● Activity:
Please answer from the text on the French Army War College: who was the first commander of the École Supérieure de Guerre?

French military academy

The École de guerre - Terre (English: Army War College, abbr. EDG-T) is a French staff college that trains the senior officers of French Army. They are recruited through competitive examinations, after the first part of their military career, in which they serve as platoon and company commanders in regiments.

The EDG-T is indeed part of a high-level military education, consisting of staff training, passing the War College (École de guerre / EDG) selective exam, education at the EDG-T, and then at the École de guerre (EdG) ("War College"). The EDG-T was recreated in 2018 and is located inside the walls of the École Militaire, a famous Parisian building facing the Eiffel Tower. It finds its roots in the École supérieure de guerre (ESG), the 136th promotion is currently following schooling.

The nature of the teaching is actually very different EDG, which focuses on joint level operations, whereas EDG-T devotes its teaching to land operations ("on the ground and near the ground").

It was General Bosser's ambition (former Army chief of staff) to train and prepare tomorrow's leaders to an ever-degrading security context. Thus, graduates from the EDG-T must be:
- Experts in the design and conduct of land operations;
- Experts in land engagement environments;
- Experts in the knowledge of the French Army.

== History and traditions ==

=== Heritage of the École Supérieure de Guerre (ESG) (1876–1993) ===

Army training organizations of high-level staff officers since 1876 :
| Class | Appellation | Historical events |
| 1876 (P1-P2) | CSES | Creation of high-level staff course. 2-year schooling. |
| 1878 (P3-P5) | EMS | CSES becomes Superior Military School. 2-year schooling. |
| 1880 (P6-P60) | ESG | EMS becomes École Supérieure de Guerre. 2-year schooling, staff patent. School closed from 1914 to 1919, and in 1939. |
| 1947 (P61-P64) | ESFA, Land section | «Land section», inside the Joint Superior School. 2-year schooling, high-level military education certificate. |
| 1951 (P65 à P106) | ESG | École Supérieure de Guerre. |
| 1993 (P107-P126) | CSEM | High-level staff course. 1-year schooling, including a projection, high-level military education certificate. |
| 2013 (P127-P129) | DESTIA | Direction combined high-level military education. Distance learning |
| 2016 (P130 à P131) | CSIA | Combined warfare superior course. 1-year schooling, including a projection. |
| 2018 (P132 à P136) | EDG-T | École de Guerre-Terre (Army War College) |

The EDG-T finds its roots in the École Supérieure de Guerre (ESG). created in 1876, after the defeat of 1871. This school, whose first commander was General Lewal, aimed to renew tactical education of military elite, following the example of the Prussian method.

● Supplied entries:
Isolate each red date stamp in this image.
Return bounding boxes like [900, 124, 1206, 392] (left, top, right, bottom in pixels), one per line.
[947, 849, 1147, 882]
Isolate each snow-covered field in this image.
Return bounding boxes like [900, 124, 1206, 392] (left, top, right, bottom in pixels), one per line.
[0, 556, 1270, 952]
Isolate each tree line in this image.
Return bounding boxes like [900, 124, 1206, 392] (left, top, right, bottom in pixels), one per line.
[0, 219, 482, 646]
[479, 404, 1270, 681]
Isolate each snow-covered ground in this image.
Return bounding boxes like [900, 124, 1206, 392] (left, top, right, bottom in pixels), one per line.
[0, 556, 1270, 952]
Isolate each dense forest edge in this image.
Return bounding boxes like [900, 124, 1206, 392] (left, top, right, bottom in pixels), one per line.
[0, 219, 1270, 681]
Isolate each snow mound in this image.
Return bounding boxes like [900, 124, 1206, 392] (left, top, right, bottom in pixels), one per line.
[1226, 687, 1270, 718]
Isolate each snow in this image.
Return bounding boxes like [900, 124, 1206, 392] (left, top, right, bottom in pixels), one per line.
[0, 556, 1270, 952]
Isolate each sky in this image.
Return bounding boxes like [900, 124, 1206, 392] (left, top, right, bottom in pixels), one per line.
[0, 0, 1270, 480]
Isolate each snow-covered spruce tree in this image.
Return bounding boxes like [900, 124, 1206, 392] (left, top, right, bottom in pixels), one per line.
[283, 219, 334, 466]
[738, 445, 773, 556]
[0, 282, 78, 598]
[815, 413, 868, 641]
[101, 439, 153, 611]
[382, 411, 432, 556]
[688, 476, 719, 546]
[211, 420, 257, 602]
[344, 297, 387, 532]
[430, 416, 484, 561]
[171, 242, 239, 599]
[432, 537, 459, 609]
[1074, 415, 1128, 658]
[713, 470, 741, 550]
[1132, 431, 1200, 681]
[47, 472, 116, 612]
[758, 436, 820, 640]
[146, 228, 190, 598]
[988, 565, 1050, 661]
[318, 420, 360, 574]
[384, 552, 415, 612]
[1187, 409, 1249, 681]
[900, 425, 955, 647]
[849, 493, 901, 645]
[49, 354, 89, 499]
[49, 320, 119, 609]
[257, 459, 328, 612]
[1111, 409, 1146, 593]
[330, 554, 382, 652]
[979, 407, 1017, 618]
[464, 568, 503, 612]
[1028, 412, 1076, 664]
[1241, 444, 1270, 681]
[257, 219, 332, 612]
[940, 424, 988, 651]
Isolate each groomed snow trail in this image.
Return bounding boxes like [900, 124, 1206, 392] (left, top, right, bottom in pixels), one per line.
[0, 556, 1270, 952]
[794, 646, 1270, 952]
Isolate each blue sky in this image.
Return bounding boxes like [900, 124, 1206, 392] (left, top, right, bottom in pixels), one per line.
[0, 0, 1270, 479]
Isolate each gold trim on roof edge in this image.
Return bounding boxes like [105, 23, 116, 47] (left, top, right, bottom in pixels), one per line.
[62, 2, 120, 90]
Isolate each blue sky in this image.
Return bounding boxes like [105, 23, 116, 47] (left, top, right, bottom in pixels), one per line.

● Result for this exercise:
General Lewal